Swap "collar" for "neckline" in the items, starting at the first line and ending at the line containing "179L270 170L251 91L164". Give those lines again with nothing else changed.

Labeled area outline items:
***
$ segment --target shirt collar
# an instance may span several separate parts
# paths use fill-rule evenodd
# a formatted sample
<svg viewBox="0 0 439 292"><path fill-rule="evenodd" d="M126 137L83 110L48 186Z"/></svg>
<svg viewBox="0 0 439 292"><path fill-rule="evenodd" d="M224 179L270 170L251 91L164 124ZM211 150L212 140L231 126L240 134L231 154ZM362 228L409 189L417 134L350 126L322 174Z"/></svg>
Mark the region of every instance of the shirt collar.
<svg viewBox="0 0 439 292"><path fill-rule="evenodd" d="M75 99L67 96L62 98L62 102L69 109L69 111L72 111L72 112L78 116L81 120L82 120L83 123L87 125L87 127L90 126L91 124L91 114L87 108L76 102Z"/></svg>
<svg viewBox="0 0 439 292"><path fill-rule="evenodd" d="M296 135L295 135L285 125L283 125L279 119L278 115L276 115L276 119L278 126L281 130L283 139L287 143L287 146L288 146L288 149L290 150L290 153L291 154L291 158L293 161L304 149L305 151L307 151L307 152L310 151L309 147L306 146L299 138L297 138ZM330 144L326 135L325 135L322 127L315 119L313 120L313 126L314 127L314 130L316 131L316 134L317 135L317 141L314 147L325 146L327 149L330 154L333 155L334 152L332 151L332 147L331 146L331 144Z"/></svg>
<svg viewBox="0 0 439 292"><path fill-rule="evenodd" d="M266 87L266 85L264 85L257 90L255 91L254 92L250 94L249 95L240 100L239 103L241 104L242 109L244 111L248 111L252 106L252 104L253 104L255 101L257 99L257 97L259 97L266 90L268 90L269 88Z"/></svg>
***
COMPLETE RESPONSE:
$ segment --target shirt neckline
# an instance may span several separate parts
# paths use fill-rule evenodd
# a formatted sample
<svg viewBox="0 0 439 292"><path fill-rule="evenodd" d="M126 137L83 110L48 186Z"/></svg>
<svg viewBox="0 0 439 292"><path fill-rule="evenodd" d="M224 179L270 170L251 91L164 124ZM211 150L212 140L231 126L240 134L231 154ZM362 228L409 189L417 134L350 126L322 174Z"/></svg>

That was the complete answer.